Exercise requirements — Translate this sentence from the passage below about negative people into Spanish: "People who complain have given up hope that their actions can make any difference."

Written by Dr. Eric Perry
“You cannot have a positive life and a negative mind.” ~Joyce Meyer
First and foremost, it is important to identify and accept that someone we know is a negative person. This can be difficult, especially when the person is someone we care about. Either way, we must be careful not to allow their negativity to transfer onto us. We need to accept that negativity is toxic and will only breed more negativity. It is especially important to avoid complainers. People who complain have given up hope that their actions can make any difference. We must be careful not to enable complainers by always listening to their woes.
As human beings, we are wired to connect. For most of us, it is in our nature to lend a compassionate ear to someone who is in need. We must be careful not to let ourselves fall into the trap of negativity because we feel obligated to be helpful or nice. Keep in mind that negative people feed off spreading negativity to others.

Records supplied —
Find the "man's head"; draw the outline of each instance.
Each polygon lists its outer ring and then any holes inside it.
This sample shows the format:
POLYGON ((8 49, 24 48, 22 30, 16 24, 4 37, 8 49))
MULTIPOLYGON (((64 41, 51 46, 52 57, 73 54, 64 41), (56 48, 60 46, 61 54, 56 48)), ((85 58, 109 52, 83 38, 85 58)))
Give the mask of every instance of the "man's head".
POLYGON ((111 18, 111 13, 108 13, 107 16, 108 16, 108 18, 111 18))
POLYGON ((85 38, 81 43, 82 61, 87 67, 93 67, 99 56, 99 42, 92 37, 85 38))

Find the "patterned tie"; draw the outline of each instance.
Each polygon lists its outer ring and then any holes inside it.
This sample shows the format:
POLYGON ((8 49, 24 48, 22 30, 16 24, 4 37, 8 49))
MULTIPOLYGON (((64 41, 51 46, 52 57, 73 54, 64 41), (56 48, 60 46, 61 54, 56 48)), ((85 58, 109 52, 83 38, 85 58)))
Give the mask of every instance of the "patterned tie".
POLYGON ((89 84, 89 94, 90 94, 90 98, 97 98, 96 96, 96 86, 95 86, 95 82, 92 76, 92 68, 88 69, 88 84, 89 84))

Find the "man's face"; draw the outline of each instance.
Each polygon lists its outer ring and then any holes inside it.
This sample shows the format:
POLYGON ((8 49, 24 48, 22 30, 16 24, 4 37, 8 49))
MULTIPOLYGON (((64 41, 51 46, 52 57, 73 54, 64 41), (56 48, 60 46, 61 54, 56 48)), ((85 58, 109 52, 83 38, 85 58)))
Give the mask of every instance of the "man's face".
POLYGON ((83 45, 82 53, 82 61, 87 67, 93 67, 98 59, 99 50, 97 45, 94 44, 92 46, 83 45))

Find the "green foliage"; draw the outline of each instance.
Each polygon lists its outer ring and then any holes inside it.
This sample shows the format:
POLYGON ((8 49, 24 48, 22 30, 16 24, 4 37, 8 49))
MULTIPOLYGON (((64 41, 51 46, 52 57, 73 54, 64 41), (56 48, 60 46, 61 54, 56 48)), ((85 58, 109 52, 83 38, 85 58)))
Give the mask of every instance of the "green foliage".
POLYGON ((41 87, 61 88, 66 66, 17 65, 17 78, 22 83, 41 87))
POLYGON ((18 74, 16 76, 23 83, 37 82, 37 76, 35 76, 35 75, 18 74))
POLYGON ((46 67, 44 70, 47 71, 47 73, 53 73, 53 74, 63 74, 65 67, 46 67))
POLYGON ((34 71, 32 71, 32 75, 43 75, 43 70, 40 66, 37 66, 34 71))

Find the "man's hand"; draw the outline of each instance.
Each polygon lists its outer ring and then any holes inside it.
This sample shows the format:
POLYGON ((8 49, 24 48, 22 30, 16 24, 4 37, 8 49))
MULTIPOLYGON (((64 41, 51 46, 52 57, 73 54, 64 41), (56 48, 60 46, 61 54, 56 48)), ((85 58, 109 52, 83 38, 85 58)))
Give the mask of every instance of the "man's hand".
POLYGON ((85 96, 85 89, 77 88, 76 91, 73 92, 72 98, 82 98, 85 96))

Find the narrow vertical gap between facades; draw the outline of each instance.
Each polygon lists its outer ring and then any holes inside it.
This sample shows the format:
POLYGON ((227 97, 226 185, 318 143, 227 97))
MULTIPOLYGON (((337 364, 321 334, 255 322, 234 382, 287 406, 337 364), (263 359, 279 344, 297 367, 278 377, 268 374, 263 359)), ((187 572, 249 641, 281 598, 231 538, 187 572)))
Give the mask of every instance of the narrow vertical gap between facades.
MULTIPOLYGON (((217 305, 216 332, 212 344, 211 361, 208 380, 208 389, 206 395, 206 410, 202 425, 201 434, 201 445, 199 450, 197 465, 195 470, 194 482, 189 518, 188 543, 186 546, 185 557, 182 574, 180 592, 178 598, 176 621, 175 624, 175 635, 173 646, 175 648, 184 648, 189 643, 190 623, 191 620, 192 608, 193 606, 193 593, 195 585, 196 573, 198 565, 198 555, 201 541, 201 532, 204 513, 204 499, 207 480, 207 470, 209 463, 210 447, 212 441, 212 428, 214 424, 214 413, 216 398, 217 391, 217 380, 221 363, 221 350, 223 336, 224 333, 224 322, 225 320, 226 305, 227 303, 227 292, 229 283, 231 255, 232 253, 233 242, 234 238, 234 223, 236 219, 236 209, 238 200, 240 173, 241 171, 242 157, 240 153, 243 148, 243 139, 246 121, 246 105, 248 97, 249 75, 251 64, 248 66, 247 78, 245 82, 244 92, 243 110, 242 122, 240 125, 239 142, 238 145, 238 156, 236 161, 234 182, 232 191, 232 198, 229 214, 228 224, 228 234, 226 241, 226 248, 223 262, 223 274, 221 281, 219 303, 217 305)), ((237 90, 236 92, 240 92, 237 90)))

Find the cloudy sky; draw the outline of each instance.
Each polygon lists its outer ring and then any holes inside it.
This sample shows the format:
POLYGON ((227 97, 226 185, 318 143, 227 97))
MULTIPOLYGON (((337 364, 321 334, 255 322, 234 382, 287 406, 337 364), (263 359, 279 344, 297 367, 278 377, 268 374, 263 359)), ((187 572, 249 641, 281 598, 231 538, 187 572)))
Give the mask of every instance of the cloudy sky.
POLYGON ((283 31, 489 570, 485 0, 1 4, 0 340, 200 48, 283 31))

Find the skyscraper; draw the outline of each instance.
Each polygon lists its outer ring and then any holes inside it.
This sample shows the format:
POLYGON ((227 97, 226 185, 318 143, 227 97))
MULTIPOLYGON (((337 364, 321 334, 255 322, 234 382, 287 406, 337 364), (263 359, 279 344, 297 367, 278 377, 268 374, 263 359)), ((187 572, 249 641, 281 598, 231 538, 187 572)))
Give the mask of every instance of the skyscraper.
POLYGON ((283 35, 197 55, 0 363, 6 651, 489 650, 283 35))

Expected output — Las personas que se quejan han perdido la esperanza de que sus acciones puedan marcar alguna diferencia.